» Excerto do documento
_ _ _ _ _ _ _

Concluir-se-á, desta forma, pela oportunidade da temática e pela importância no actual contexto de desenvolvimento do País na defesa de um tal “Acordo de Regime e um Tratado Social” em prol do desenvolvimento sustentável consequente e o que a sua discussão pública poderia ajudar na minimização dos equívocos que resultem de um crescimento económico sem qualidade social, que tende a verificar-se pelo Pais adentro.

_ _ _ _ _ _ _

» Extrato de dados
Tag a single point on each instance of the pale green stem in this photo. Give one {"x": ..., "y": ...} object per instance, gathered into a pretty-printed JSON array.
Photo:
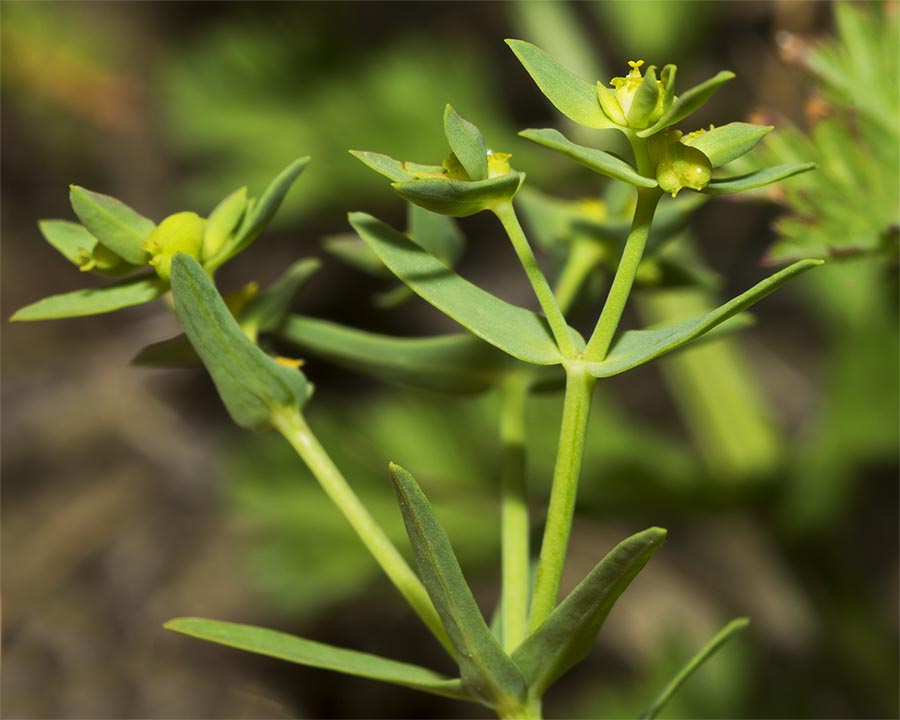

_ _ _ _ _ _ _

» Tarefa
Prolongue o excerto sobre o Acordo de Regime e o Tratado Social para o desenvolvimento sustentável, começando logo após a última frase apresentada. A listagem não é necessária para a resolução.

» Resposta
Estabelecendo relações entre fiscalidade e pobreza desenvolver-se-ão mecanismos de dependência e de interdependência entre as duas variáveis e os cidadãos ganhariam maior capacidade de escrutínio holístico e espacial em relação (aí sim) à luta contra a pobreza: melhor dizendo, por essa via, poder-se-ão fixar limites positivos entre as finanças públicas do País e o escopo do envelope financeiro endógeno que os cidadãos se dispõem a pagar para a eliminação da pobreza. E isso imporia uma reforma profunda do Estado providência que ainda hoje subsiste e que caminha ininterruptamente para a falência enquanto modelo. Portanto, crescimento económico, com equidade e justiça fiscais e qualidade social, fixando como linha de força, um limite temporal máximo para a luta contra a pobreza, enquanto variável instrumental securizador do desenvolvimento sustentável para Cabo Verde.

Miguel Sousa

COMENTÁRIOS

1. Dois comentários ao texto:
1)não pode haver simultaneamente uma relação de dependencia e de interdependeica;ou é um ou outra.Senão,qual seria a varialvel dependente e qual seria a independente?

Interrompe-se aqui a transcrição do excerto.